— Work to complete —
In the entries that follow, which lines hold the string "brown"? List them.

Dataset entries
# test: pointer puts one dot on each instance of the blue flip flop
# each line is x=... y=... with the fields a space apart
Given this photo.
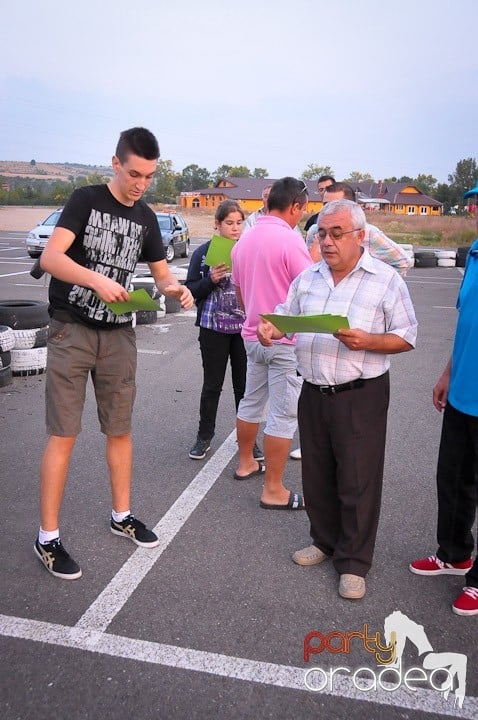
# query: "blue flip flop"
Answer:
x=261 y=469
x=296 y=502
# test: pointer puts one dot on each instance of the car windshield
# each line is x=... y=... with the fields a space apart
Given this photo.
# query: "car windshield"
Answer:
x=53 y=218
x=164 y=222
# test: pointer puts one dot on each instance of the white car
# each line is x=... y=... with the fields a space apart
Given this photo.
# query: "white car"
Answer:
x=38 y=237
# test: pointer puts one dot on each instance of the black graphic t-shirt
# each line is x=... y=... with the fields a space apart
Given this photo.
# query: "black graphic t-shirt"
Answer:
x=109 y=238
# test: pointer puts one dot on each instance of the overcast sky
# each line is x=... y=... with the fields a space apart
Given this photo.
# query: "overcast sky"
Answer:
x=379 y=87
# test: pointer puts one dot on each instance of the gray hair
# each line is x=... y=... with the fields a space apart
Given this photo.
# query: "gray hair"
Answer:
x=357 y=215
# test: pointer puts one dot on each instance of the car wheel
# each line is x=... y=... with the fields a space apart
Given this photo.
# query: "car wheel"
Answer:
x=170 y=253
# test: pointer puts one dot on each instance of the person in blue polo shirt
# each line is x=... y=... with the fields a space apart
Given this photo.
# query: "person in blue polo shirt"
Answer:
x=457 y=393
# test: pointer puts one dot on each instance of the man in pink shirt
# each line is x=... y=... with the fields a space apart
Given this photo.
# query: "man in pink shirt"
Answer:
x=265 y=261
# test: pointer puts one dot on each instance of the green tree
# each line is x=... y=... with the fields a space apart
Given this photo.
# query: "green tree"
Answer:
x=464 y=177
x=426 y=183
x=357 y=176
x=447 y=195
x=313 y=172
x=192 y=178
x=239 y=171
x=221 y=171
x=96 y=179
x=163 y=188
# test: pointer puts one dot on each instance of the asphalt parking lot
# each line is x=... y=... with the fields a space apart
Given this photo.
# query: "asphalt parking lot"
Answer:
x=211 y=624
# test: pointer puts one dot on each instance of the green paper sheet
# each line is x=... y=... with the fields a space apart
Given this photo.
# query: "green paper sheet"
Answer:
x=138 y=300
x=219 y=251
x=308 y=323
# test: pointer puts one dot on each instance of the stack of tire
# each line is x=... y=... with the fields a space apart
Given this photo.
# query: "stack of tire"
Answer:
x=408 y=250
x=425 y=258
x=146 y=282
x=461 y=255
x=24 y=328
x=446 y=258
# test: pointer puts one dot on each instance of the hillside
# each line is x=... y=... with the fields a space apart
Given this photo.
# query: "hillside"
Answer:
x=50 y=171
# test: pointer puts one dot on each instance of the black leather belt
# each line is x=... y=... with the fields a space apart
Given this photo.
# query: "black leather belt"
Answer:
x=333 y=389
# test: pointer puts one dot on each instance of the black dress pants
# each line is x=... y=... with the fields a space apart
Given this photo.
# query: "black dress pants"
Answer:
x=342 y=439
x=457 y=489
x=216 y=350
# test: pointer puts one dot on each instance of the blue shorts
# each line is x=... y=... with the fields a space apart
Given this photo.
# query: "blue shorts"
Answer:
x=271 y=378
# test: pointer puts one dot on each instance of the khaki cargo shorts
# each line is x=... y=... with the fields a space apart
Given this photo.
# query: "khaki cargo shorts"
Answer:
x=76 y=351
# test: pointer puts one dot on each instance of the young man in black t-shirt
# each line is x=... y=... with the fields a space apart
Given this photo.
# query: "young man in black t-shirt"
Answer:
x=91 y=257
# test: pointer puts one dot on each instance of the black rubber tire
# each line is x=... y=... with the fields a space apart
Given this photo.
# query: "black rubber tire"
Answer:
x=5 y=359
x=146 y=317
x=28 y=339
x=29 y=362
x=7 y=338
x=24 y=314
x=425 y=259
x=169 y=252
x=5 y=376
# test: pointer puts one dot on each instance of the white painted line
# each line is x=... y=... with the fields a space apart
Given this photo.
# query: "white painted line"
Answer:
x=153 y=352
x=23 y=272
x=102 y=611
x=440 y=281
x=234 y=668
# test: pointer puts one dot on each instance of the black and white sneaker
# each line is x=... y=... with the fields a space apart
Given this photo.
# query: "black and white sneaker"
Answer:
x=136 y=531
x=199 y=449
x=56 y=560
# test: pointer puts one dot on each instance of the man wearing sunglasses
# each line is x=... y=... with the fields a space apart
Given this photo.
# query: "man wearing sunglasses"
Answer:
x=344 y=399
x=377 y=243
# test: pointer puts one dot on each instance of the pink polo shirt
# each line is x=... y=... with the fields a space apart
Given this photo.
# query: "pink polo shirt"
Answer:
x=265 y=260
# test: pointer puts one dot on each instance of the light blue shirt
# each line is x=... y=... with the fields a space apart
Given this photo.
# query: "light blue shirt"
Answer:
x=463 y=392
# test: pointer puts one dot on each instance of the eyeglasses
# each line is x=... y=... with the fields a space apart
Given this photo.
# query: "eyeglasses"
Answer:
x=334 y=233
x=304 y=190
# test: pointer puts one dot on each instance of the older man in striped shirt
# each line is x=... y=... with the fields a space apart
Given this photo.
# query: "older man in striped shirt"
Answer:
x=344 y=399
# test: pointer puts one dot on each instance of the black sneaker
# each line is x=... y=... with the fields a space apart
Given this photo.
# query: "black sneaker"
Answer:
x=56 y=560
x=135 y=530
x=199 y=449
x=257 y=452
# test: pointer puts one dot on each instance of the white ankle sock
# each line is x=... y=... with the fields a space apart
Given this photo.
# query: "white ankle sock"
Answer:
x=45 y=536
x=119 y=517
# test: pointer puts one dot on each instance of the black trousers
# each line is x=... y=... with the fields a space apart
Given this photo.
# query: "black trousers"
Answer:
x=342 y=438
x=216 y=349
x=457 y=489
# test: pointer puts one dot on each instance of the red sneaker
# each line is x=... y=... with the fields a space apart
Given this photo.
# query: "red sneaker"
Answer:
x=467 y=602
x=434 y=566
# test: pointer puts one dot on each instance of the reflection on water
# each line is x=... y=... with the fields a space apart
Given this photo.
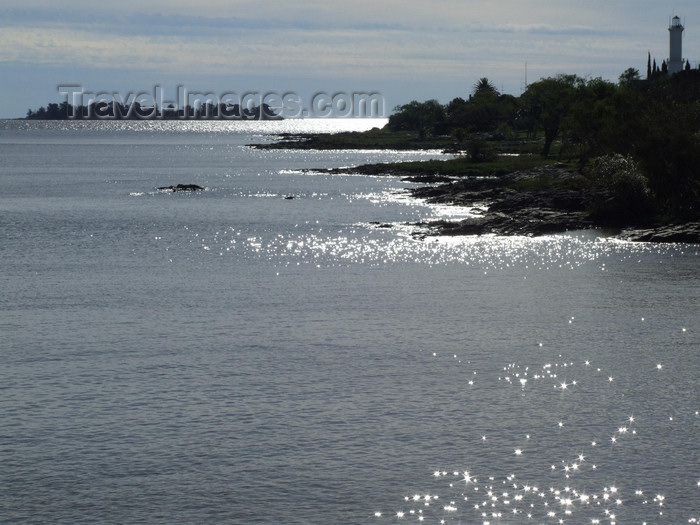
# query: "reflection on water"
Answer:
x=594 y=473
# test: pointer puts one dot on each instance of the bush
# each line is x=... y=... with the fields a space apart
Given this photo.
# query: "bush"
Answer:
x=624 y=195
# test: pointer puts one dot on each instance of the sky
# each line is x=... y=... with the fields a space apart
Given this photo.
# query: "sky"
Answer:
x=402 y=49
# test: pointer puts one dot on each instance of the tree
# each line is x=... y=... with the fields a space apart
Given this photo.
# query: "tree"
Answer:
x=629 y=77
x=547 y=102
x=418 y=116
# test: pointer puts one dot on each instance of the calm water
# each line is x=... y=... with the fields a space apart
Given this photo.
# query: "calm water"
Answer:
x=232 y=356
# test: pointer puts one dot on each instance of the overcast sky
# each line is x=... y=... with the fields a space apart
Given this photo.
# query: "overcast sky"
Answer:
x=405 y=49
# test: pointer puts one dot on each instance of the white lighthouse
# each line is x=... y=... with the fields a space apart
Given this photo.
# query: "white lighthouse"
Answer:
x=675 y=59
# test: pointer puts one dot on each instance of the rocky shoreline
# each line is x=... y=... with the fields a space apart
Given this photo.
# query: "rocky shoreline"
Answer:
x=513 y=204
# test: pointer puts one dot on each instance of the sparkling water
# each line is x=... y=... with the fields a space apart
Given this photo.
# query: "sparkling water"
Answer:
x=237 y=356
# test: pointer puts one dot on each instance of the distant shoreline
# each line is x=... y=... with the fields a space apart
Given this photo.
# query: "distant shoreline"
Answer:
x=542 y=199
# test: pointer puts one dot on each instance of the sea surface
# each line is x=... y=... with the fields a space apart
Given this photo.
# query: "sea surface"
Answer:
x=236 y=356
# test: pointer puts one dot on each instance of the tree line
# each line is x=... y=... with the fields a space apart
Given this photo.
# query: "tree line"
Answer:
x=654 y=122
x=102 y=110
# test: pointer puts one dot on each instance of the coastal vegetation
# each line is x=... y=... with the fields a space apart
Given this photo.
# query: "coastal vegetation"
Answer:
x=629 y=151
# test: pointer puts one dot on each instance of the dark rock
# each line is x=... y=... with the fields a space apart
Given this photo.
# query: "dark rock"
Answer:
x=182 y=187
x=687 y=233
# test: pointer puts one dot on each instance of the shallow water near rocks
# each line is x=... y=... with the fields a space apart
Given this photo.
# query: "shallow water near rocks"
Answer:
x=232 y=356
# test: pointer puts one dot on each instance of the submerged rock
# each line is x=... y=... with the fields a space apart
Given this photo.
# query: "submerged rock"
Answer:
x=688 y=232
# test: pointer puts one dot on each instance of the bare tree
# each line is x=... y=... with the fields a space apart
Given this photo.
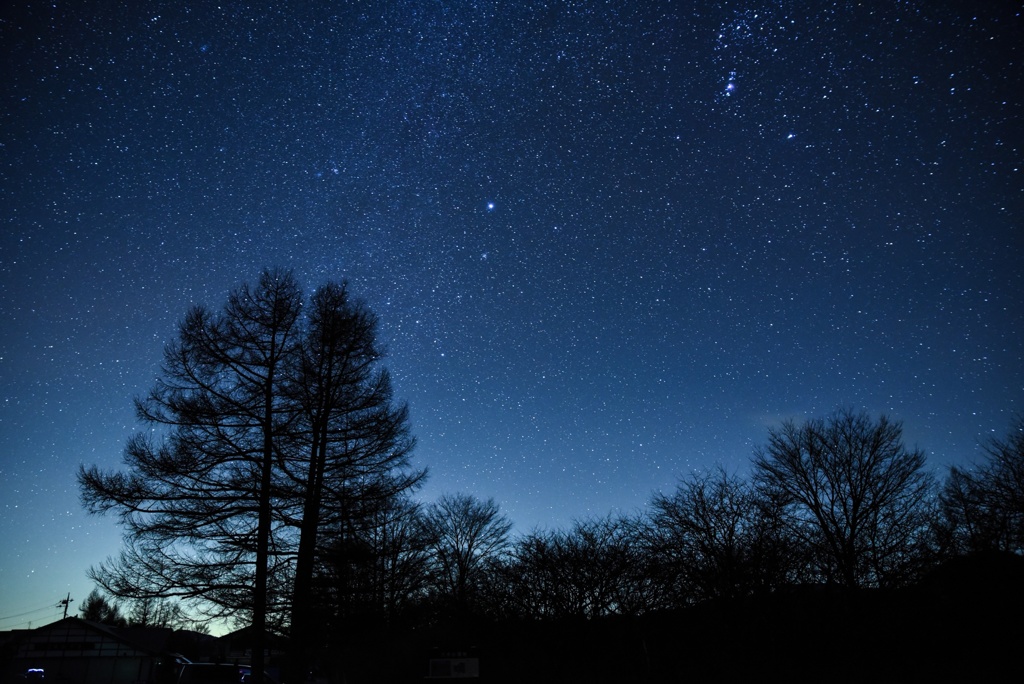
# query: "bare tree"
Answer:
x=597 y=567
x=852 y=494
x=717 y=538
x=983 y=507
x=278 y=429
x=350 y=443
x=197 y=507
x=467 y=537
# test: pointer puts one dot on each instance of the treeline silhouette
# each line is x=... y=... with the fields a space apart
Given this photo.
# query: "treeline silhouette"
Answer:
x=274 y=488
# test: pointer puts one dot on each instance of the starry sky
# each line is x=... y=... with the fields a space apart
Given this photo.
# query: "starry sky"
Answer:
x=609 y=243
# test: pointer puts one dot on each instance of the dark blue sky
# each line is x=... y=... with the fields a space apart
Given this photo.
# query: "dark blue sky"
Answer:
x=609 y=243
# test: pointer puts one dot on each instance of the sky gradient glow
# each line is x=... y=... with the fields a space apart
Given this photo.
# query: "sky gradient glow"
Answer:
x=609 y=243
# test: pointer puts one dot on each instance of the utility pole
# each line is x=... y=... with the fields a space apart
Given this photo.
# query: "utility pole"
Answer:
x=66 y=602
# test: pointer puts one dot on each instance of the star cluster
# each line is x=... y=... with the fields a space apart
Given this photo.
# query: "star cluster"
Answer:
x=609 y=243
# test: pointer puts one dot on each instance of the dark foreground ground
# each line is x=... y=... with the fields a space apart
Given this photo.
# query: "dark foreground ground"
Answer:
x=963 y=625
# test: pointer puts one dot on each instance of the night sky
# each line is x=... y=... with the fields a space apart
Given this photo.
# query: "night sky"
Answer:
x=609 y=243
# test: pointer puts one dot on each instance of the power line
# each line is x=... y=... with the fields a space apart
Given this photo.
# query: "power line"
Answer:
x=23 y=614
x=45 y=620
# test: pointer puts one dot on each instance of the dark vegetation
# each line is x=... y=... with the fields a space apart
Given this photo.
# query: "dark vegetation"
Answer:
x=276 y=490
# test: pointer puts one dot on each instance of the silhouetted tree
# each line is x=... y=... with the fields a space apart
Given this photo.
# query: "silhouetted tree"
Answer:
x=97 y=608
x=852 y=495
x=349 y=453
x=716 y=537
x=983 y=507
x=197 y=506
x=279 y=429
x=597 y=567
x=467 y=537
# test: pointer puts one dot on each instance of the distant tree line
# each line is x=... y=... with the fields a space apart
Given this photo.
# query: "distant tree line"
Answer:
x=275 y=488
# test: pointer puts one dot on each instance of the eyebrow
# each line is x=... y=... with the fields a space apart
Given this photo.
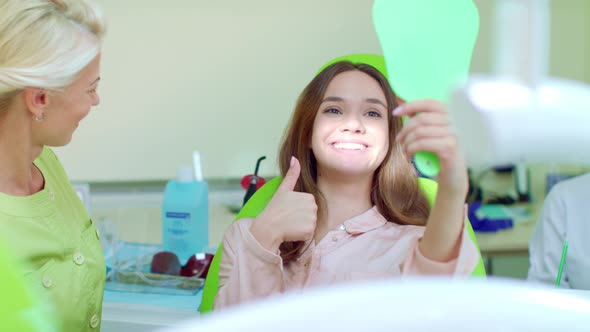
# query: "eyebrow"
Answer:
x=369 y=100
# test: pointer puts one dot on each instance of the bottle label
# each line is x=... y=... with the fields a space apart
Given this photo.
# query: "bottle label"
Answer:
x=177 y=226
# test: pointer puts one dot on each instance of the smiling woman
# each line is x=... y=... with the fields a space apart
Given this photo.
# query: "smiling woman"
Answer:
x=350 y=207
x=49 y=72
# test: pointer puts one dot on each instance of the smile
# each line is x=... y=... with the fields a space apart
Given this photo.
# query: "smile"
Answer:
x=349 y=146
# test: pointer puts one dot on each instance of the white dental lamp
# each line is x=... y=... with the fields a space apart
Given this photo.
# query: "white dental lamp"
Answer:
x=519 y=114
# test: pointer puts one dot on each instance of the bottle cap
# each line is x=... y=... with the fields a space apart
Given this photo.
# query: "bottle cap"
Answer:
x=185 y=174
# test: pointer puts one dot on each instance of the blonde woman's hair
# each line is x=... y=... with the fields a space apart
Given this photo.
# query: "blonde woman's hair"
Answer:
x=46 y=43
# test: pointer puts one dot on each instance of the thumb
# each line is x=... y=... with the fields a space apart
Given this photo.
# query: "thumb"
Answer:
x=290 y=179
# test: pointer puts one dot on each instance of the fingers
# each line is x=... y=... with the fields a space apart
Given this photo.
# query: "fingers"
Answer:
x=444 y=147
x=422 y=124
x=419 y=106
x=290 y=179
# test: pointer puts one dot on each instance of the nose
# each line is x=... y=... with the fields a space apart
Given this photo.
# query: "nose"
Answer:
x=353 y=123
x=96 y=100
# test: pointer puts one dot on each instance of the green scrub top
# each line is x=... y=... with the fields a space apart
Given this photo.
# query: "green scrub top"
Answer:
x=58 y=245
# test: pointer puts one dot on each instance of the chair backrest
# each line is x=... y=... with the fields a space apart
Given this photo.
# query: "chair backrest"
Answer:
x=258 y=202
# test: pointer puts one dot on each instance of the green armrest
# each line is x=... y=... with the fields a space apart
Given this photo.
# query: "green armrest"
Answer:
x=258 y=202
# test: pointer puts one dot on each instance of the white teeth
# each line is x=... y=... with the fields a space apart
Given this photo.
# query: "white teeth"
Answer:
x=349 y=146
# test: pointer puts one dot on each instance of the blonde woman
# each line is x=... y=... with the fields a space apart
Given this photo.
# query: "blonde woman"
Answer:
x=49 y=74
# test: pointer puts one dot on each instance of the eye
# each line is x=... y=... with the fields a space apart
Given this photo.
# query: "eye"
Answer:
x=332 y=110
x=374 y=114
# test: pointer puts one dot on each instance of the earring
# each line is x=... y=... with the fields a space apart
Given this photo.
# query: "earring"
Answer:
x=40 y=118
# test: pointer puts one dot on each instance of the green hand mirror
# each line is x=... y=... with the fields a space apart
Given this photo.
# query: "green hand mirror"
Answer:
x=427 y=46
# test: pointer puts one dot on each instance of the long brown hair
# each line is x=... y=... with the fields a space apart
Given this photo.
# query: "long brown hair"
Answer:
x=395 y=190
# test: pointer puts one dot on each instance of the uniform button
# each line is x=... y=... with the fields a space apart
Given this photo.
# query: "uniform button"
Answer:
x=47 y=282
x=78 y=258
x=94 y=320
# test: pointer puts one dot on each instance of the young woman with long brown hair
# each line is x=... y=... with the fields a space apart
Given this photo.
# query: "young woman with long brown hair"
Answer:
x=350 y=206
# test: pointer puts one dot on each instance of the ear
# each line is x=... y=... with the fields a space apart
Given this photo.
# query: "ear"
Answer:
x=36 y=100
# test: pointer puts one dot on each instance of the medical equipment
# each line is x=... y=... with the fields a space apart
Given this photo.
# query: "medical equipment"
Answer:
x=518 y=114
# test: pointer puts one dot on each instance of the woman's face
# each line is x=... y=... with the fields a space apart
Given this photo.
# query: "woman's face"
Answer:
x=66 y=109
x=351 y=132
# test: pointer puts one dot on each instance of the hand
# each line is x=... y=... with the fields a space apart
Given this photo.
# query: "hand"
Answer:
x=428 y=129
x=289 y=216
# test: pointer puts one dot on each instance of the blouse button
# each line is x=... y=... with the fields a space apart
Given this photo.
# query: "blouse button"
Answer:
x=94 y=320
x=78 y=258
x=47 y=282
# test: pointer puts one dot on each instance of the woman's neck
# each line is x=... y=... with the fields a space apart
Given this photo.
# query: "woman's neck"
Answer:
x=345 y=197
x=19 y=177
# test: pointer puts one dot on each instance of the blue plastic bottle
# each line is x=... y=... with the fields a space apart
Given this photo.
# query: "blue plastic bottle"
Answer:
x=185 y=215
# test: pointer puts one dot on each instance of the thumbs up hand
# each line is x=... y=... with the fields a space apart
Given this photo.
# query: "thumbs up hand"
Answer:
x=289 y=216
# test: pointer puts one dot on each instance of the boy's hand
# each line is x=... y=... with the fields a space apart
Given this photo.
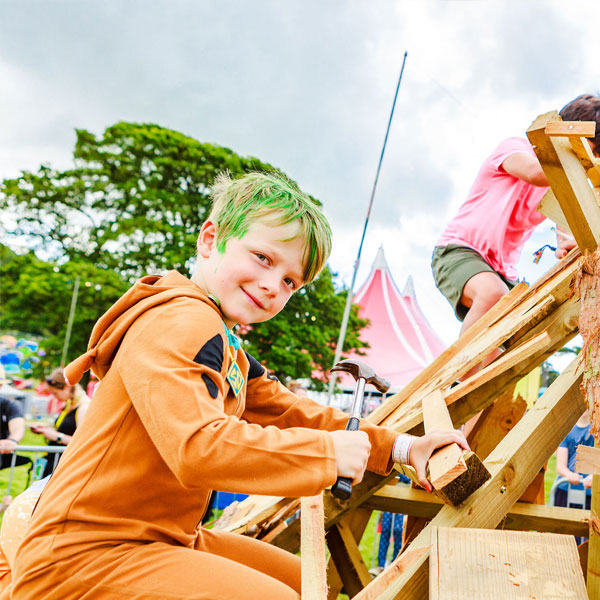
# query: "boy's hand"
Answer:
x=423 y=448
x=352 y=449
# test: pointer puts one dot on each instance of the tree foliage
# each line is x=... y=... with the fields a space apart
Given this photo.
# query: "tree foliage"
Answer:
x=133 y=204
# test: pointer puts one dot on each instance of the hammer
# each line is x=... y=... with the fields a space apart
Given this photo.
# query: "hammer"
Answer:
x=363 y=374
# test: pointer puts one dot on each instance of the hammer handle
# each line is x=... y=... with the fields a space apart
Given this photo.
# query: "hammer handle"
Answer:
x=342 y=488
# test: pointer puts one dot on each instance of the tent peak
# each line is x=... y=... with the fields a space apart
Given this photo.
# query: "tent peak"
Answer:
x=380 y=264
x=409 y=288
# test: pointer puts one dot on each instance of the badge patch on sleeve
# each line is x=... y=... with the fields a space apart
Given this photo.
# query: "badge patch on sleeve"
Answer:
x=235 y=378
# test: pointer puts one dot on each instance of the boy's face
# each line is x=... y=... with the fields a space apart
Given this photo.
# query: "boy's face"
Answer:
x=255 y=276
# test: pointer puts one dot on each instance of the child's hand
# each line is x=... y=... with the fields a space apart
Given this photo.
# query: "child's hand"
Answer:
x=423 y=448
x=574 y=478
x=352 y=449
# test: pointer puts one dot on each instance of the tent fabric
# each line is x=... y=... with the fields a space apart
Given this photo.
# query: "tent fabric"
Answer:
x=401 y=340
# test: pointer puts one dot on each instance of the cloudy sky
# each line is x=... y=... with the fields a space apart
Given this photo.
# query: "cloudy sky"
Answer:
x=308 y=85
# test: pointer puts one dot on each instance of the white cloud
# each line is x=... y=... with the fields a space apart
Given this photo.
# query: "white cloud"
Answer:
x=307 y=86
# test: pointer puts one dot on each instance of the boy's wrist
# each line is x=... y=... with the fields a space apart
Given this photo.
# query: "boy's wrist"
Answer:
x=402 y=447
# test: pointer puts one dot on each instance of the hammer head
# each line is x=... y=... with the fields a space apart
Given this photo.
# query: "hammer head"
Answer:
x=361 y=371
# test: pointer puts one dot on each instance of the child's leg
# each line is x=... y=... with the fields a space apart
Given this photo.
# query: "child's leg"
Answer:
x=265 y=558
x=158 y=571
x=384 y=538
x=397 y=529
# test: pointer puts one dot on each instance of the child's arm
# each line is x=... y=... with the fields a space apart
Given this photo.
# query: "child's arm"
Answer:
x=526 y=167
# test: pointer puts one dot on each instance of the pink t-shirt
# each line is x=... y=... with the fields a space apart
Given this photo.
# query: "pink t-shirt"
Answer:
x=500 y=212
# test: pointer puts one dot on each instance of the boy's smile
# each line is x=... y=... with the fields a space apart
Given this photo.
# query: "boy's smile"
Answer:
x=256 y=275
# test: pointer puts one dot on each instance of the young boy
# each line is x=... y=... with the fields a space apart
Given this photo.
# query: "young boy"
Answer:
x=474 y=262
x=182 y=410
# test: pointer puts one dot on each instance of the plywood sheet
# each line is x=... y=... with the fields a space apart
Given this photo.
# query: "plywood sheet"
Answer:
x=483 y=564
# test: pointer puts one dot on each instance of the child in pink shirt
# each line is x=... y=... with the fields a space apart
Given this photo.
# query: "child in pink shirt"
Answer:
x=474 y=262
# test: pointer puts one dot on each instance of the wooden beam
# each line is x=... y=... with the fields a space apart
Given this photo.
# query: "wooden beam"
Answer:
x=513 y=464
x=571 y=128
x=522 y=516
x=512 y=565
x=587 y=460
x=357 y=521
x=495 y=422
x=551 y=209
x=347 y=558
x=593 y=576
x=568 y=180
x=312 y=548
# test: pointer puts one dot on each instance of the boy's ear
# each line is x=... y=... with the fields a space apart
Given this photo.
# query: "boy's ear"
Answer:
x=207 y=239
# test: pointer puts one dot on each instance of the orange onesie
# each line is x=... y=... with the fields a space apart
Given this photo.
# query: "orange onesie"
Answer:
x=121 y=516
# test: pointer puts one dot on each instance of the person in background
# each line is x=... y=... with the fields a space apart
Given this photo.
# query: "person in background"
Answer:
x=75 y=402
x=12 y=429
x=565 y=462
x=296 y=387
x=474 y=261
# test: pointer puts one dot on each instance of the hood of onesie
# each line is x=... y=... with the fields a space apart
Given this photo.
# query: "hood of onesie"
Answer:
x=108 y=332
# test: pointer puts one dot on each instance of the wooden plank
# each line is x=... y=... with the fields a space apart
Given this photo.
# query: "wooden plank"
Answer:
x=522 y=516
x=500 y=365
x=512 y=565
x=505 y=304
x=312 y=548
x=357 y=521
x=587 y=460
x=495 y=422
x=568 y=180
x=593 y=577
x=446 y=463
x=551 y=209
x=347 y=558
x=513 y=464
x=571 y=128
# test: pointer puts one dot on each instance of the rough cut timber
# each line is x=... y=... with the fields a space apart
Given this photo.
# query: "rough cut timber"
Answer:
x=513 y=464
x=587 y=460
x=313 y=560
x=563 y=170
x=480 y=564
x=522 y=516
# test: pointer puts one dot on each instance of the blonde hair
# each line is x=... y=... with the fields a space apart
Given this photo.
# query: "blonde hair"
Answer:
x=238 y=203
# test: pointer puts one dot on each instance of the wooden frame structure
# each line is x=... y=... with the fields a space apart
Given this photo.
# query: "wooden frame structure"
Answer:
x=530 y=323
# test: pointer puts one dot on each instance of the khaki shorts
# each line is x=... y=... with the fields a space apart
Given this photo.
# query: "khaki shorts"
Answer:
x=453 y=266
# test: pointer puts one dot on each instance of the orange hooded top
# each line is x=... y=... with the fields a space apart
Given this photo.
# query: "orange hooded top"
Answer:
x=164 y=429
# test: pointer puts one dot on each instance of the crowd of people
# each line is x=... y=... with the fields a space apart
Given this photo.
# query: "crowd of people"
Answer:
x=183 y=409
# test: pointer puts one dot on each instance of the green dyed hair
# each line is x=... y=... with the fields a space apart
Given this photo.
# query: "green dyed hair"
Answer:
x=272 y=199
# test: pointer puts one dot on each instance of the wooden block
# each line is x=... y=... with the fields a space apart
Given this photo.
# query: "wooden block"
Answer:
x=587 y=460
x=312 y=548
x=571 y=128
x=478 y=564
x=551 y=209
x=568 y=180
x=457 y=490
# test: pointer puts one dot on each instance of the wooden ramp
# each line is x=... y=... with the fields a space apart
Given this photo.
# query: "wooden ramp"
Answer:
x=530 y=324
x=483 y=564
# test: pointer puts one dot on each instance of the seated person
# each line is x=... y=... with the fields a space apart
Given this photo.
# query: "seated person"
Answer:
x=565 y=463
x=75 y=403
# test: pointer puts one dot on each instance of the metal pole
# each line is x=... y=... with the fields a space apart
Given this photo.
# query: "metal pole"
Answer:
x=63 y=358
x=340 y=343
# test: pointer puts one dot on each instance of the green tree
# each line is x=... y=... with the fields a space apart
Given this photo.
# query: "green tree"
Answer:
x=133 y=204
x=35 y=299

— Answer space —
# test: pointer puts one dot on each instance of the long brown hair
# query: "long brown hair"
# test: pointer puts one dot on each instance of the young woman with long brown hair
# query: "young woman with long brown hair"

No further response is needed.